*** SUPPLIED RECORDS
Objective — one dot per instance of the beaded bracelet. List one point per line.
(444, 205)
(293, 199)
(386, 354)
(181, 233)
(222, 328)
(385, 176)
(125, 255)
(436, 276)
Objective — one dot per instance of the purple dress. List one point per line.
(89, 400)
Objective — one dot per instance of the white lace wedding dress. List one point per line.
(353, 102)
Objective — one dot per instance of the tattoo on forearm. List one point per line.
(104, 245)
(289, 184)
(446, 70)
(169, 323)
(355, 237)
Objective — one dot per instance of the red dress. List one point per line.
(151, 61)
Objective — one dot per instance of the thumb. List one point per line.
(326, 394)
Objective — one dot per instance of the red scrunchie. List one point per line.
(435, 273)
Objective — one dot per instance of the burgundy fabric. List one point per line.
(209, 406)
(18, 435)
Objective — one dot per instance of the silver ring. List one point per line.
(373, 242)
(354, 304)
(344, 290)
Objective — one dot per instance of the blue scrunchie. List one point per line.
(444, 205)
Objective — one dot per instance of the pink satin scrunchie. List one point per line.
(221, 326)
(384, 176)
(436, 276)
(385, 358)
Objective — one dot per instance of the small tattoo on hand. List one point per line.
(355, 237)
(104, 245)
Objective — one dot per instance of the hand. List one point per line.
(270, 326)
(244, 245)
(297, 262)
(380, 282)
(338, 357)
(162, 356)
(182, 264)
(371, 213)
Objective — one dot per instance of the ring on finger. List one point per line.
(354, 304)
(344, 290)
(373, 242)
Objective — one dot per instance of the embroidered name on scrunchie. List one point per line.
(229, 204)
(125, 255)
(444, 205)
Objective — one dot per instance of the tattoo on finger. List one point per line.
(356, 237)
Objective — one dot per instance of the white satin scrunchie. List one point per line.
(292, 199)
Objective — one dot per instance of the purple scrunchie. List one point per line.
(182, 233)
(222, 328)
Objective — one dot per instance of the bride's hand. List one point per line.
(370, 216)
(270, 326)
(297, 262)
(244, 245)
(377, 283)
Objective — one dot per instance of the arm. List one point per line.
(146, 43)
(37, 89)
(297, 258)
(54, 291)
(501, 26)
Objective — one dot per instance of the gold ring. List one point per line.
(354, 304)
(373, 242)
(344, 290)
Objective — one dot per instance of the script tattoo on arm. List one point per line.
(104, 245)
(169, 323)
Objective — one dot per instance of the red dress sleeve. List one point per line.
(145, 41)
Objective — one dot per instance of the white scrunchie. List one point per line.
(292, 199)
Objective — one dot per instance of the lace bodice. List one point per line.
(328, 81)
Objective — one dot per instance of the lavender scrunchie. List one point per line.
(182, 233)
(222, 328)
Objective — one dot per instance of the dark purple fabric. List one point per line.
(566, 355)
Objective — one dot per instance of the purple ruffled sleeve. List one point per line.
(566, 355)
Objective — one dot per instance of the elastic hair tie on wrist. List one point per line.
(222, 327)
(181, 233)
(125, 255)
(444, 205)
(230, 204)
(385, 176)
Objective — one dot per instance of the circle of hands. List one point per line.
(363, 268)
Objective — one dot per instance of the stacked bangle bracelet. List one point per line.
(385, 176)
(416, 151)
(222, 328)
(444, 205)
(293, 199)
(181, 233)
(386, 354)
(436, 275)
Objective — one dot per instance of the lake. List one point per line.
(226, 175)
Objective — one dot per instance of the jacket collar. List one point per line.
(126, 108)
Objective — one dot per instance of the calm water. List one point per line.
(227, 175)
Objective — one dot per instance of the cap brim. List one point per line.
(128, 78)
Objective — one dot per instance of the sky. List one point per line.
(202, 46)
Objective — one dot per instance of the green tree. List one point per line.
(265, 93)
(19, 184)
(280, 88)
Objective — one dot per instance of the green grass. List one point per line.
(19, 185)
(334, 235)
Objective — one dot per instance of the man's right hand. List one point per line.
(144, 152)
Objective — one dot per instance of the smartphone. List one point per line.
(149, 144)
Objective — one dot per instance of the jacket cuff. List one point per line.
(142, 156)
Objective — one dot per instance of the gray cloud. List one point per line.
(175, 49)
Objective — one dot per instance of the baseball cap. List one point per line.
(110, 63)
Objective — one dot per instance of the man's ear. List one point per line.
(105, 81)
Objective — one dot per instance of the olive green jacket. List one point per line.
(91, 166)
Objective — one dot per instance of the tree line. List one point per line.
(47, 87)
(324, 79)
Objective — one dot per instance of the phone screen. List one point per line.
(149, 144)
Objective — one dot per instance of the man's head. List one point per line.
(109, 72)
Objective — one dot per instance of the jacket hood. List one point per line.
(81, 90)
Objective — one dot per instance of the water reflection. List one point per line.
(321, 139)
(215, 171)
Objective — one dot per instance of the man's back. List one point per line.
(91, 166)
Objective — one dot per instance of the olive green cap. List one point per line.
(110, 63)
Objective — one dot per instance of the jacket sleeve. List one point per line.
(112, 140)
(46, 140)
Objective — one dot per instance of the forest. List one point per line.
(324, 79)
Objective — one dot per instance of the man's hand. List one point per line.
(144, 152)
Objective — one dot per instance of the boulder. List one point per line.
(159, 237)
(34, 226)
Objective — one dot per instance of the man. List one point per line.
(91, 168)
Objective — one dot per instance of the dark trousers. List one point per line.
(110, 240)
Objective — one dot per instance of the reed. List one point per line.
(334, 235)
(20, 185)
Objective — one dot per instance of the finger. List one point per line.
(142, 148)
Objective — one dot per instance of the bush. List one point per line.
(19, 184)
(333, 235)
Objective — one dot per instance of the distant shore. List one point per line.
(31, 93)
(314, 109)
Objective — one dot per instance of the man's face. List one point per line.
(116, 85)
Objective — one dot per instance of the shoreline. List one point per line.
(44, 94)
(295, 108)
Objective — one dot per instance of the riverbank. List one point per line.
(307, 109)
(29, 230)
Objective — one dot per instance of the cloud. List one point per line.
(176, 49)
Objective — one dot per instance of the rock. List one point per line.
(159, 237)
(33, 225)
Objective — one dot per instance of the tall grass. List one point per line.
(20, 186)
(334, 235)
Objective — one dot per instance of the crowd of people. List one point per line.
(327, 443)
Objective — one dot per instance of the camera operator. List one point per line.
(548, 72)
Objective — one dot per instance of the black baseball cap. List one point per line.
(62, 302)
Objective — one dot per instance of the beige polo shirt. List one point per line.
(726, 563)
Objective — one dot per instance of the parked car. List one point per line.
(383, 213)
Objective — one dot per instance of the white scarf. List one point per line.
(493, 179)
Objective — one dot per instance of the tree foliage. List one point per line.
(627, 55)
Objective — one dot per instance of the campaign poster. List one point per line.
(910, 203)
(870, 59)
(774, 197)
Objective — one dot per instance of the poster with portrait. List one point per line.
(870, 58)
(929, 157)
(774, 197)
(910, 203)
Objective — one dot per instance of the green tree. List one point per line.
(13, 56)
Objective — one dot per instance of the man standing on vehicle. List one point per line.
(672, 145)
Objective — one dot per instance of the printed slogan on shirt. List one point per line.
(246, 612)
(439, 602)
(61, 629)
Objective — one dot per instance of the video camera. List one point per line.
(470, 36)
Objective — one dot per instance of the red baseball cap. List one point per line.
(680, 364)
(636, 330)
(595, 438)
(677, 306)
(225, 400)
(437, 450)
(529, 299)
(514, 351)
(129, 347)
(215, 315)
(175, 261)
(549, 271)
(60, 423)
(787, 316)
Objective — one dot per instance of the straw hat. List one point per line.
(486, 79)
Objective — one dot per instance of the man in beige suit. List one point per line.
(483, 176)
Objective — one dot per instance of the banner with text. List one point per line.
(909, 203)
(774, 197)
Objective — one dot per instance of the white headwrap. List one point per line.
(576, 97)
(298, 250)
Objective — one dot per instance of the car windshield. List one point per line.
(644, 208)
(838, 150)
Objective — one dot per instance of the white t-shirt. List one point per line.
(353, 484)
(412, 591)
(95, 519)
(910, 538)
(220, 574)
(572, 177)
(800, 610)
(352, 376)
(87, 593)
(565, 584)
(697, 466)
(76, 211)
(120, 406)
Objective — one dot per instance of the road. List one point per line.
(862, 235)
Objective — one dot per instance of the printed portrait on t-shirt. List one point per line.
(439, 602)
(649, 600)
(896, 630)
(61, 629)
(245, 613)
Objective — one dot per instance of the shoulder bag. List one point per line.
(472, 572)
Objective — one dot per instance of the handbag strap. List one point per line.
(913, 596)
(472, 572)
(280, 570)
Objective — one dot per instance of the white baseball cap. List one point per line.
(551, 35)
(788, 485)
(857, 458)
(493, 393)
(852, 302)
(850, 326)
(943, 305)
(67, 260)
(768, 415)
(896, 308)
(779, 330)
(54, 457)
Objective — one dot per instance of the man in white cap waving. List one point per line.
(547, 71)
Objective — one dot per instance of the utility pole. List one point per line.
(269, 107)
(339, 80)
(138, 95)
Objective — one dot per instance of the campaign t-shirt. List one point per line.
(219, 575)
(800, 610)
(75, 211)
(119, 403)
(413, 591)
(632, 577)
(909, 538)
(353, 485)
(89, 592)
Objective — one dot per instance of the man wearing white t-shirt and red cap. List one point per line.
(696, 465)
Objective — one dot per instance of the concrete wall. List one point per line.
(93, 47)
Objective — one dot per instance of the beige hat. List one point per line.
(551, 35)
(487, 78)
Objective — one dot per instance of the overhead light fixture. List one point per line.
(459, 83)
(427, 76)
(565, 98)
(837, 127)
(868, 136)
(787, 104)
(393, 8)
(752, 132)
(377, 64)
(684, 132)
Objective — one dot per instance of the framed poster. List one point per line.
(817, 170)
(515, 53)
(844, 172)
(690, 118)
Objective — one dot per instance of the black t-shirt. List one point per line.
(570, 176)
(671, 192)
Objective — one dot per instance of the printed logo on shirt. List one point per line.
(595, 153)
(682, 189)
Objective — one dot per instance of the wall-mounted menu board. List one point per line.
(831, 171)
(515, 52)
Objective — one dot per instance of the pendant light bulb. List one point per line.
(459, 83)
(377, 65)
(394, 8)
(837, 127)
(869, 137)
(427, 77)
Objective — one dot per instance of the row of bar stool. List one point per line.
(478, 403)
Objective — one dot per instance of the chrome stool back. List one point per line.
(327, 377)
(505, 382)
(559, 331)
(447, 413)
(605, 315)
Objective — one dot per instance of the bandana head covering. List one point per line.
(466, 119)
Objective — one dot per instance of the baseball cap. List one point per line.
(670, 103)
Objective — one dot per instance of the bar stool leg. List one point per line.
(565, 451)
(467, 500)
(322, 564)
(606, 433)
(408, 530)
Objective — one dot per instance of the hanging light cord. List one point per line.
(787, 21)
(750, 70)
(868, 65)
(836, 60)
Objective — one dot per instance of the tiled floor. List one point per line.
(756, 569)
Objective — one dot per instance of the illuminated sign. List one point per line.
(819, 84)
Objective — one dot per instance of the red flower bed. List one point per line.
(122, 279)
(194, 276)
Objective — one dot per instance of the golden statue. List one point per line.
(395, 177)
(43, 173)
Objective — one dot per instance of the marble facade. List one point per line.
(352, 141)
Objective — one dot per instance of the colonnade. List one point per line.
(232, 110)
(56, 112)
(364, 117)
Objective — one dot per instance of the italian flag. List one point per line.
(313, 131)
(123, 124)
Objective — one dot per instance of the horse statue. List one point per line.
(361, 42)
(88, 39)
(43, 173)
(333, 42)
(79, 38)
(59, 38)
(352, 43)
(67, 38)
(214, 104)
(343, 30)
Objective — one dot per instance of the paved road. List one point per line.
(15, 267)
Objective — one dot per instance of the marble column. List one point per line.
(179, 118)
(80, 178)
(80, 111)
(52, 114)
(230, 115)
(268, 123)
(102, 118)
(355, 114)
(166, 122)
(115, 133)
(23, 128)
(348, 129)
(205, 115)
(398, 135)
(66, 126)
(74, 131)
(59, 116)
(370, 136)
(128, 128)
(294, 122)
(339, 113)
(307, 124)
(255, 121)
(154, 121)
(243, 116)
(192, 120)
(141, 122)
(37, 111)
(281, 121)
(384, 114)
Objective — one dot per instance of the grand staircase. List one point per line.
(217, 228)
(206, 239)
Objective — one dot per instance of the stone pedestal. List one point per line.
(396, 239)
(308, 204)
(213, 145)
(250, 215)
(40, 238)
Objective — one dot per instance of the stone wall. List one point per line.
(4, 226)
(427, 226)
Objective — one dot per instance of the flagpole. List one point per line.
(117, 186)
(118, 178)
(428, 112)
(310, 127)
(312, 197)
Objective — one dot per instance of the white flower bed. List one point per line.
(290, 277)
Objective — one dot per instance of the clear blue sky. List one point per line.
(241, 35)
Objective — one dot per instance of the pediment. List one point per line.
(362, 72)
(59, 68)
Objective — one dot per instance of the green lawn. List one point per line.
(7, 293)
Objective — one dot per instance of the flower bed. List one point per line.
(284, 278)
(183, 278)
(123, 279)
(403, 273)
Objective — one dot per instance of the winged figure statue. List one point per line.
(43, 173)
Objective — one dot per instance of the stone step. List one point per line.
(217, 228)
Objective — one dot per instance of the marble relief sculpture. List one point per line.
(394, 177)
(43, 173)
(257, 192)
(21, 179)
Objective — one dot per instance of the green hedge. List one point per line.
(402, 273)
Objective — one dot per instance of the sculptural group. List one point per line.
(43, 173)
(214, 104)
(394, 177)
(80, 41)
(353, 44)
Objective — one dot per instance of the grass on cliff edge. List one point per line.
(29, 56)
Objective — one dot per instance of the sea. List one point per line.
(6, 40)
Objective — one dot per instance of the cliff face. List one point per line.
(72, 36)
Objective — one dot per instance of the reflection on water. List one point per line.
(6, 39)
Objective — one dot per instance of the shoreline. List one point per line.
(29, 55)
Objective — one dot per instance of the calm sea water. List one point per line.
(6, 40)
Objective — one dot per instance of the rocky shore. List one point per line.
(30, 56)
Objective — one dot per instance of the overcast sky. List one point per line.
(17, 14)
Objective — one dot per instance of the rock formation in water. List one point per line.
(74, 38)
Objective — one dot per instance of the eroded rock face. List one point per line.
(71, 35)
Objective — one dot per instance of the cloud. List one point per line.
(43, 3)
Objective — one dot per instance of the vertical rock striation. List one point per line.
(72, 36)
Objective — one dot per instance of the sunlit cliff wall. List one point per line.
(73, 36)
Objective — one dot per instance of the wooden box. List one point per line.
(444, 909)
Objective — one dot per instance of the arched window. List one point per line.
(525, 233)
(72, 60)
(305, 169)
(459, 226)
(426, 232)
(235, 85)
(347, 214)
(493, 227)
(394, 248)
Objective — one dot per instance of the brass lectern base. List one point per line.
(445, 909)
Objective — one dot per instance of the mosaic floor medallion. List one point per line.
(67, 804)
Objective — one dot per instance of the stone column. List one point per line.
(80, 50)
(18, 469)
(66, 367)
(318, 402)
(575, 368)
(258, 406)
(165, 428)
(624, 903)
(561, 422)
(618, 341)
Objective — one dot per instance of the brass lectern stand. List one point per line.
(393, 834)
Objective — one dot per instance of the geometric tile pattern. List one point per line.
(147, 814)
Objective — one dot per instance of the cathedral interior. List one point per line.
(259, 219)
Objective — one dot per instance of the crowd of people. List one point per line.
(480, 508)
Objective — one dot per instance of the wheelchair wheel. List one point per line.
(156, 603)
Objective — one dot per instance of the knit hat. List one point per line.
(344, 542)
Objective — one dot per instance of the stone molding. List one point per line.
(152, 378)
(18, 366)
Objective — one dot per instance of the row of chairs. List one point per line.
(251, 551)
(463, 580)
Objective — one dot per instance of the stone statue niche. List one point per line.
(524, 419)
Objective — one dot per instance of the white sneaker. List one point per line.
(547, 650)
******
The required output is the span of lines from the one containing "Objective — one dot per instance of the cathedral" to the last line, reproduced character for character.

Objective — one dot per instance of the cathedral interior. List one point per line.
(259, 219)
Objective — one dot per instance of the crowd of people. List one point per line.
(480, 508)
Objective — one dot per instance of the wheelchair wheel. List one point per line.
(156, 603)
Objective — one dot per instance of the knit hat. List one point per line.
(344, 542)
Objective — one dot per instance of the stone molding. List one point per line.
(152, 378)
(18, 366)
Objective — one dot per instance of the row of chairs. List one point per line.
(251, 551)
(463, 580)
Objective — one dot per instance of the stone statue niche. List one point per line.
(524, 419)
Objective — one dot per instance of the white sneaker. List one point per line.
(547, 650)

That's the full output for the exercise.